_Stated goal_
Format the lines of the records as a Markdown table with the columns "Row" and "Line," from the line with "In this exercise you will pick out the floor" up to and including the last line of the records. Number each row, leave out blank lines, and omit the pictures.

Point annotation dataset records

↓

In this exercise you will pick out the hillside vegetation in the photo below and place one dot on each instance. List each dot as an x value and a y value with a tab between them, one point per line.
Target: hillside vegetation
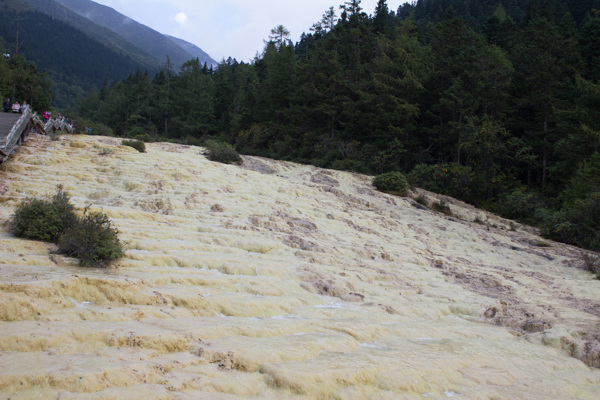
501	113
276	280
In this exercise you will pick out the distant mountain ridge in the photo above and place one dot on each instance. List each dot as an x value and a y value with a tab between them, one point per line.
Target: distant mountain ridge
150	41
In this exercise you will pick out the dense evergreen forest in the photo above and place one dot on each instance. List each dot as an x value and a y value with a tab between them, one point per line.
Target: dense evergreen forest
494	103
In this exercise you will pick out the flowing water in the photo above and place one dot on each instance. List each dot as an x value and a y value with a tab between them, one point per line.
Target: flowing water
279	281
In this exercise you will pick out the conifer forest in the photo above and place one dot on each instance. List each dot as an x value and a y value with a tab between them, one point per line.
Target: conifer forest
494	103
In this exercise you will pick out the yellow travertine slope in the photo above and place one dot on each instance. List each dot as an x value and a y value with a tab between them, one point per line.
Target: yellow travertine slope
280	281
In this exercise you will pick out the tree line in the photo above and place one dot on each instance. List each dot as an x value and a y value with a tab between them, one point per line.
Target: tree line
503	114
21	81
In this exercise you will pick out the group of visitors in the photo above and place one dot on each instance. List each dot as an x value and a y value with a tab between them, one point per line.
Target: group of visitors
14	107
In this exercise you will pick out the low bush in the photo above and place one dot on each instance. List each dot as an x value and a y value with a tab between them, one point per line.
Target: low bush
91	237
450	179
591	261
391	182
442	206
222	152
136	144
43	219
520	204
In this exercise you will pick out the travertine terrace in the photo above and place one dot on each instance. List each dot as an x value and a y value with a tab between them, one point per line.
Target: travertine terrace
273	280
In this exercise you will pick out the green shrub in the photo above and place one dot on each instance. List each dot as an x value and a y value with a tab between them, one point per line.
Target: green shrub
43	219
136	144
591	262
450	179
93	239
519	204
442	206
422	199
391	182
222	152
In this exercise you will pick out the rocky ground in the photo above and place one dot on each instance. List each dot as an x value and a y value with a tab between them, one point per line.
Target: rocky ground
274	280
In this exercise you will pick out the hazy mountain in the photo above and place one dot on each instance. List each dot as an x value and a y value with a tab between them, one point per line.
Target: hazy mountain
194	51
95	31
73	60
150	41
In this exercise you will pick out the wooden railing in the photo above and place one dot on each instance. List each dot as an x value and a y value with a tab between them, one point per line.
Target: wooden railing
15	133
30	122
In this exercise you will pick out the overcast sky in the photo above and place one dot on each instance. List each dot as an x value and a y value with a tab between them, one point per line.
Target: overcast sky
235	28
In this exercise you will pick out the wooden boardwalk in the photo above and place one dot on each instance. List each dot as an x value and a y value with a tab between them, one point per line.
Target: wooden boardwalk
7	121
15	129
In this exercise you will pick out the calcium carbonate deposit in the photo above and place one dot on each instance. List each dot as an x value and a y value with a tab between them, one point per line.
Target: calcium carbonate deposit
273	280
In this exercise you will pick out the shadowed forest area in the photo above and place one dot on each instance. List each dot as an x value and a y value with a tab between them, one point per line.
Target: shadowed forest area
495	103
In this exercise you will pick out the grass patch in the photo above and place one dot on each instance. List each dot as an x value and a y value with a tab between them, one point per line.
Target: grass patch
442	206
136	144
222	152
392	183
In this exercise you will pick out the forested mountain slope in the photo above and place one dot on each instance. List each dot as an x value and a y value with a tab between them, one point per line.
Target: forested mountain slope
505	116
73	61
274	280
101	34
155	43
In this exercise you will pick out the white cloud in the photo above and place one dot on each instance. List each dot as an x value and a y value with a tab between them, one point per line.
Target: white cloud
233	28
181	18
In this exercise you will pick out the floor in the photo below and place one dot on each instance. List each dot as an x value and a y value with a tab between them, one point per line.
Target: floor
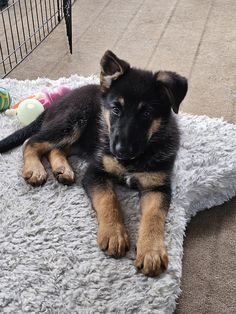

↑

_Output of the exercise_
| Row | Line |
|---|---|
| 1 | In this exercise you will pick out the floor in the photo below and place one dot on each instance. List each dot as an x value and a y value with a tab between them, one point per line. |
| 2 | Target: floor |